* REQUEST
Show each line in the rows below that contains the string "logo".

* DATA ENTRIES
※ ※ ※

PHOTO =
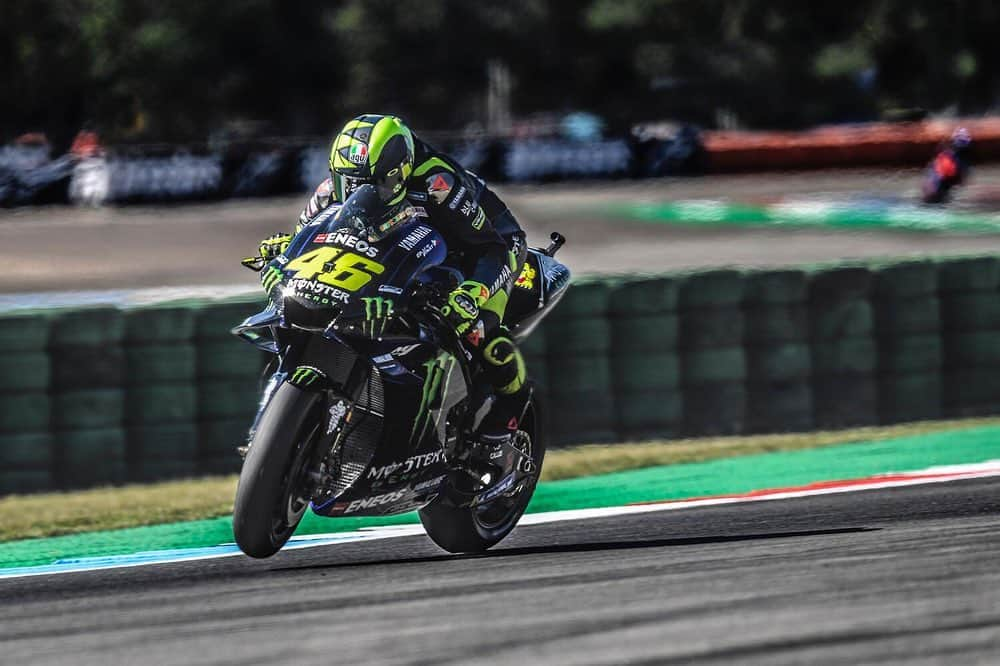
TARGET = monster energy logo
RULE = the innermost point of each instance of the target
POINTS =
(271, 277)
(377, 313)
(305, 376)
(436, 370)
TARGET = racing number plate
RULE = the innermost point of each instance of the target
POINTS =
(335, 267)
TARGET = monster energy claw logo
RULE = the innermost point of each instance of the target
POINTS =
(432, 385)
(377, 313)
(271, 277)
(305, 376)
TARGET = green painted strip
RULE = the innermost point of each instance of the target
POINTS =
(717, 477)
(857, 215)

※ ※ ※

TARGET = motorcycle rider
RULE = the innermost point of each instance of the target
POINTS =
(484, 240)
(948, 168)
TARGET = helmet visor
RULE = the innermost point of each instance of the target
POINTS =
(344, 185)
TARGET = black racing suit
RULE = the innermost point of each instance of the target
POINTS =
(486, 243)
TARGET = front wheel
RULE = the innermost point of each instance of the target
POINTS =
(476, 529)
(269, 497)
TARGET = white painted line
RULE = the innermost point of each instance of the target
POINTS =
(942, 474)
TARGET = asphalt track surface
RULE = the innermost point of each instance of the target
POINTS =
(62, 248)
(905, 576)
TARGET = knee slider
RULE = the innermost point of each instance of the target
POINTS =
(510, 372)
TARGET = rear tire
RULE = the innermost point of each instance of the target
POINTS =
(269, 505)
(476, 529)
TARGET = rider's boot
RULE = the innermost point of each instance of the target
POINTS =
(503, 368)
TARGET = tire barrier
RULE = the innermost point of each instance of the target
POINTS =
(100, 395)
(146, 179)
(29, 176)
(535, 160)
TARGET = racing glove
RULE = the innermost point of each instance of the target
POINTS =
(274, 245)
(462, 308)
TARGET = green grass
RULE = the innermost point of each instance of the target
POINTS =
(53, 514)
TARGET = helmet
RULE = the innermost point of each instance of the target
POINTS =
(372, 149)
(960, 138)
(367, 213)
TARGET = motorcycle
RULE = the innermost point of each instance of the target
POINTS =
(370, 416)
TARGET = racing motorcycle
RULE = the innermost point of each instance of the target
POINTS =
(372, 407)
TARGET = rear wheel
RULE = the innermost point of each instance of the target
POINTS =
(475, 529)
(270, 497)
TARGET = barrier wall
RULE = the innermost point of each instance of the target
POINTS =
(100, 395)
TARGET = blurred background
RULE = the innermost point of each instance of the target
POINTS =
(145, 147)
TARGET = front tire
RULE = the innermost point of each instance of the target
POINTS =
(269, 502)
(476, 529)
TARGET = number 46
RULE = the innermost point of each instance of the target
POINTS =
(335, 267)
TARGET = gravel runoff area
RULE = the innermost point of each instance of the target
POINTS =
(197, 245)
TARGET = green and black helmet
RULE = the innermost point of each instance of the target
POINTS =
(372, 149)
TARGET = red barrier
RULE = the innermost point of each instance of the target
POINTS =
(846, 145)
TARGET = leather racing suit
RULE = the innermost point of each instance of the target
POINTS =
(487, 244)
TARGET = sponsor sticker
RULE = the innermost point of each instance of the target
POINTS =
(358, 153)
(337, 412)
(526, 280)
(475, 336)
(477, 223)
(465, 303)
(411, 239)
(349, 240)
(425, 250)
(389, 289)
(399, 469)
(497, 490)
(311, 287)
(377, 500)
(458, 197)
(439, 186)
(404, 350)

※ ※ ※

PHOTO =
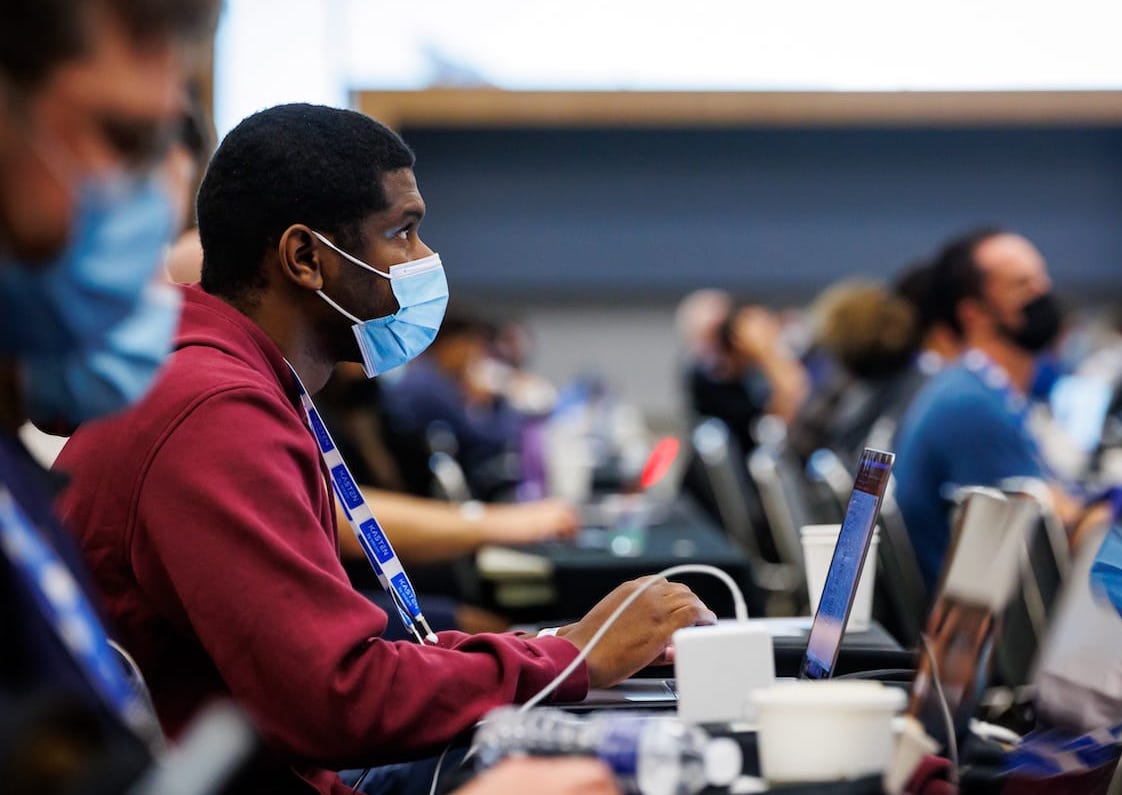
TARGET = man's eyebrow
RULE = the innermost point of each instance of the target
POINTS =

※ ※ ※

* ANSWER TO THIS PROBLEM
TARGET = monster energy logo
TARGET = monster energy claw logo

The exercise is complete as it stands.